* ACTION ITEM *
Quote every line below exactly as it reads.

Top of PROVIDED RECORDS

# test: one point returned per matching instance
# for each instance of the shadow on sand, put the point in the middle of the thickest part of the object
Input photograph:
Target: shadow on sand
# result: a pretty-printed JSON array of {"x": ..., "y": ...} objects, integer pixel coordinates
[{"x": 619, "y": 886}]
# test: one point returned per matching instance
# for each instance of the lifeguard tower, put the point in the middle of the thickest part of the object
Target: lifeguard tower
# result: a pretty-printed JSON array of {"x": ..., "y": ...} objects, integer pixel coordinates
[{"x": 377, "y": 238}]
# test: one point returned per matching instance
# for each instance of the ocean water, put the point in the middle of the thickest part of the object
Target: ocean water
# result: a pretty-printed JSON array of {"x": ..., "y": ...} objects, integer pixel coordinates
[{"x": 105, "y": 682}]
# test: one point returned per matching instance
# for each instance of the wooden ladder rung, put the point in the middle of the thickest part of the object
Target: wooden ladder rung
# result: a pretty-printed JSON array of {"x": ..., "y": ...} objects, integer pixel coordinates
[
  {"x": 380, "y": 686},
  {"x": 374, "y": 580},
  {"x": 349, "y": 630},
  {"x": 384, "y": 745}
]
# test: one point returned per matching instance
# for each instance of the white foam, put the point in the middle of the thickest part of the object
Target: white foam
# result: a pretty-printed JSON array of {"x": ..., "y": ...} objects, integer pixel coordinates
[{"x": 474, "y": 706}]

Bottom of PROVIDED RECORDS

* RESPONSE FOR THIS EXERCISE *
# test: one point returned per matching instance
# for each instance of the shadow on sand, put the point in the middle of the thickest part of the object
Input photograph:
Target: shadow on sand
# result: a pretty-printed JSON array of {"x": ..., "y": ...} objects, integer pixel coordinates
[{"x": 619, "y": 886}]
# test: one point returned per matching instance
# for each instance of the lifeguard tower, put the point in the middle of the thickest part of the object
Target: lifeguard tower
# result: a pretty-printed JSON array of {"x": ..., "y": ...} objects, integer pixel coordinates
[{"x": 377, "y": 238}]
# test: one point returned per matching instance
# for each instance of the ocean water, put the point in the middle of the thickest part of the object
Target: ocean water
# result: a pretty-printed JSON array of {"x": ..., "y": ...} objects, integer pixel coordinates
[{"x": 105, "y": 682}]
# test: one point returned per matching instance
# for each instance of the wooden ladder rung, put the point in the middle of the thickest part of the object
Target: wooden ladder rung
# result: a pretty-printed JSON array of {"x": ..., "y": ...} objects, integer pixel coordinates
[
  {"x": 380, "y": 686},
  {"x": 374, "y": 580},
  {"x": 349, "y": 630},
  {"x": 384, "y": 745}
]
# test: one point returned per matching instance
# for each instance of the white foam, put the point in the middle of the thickest part of the object
Target: white foam
# result: a pretty-printed JSON array of {"x": ..., "y": ...} objects, integer pixel coordinates
[{"x": 474, "y": 706}]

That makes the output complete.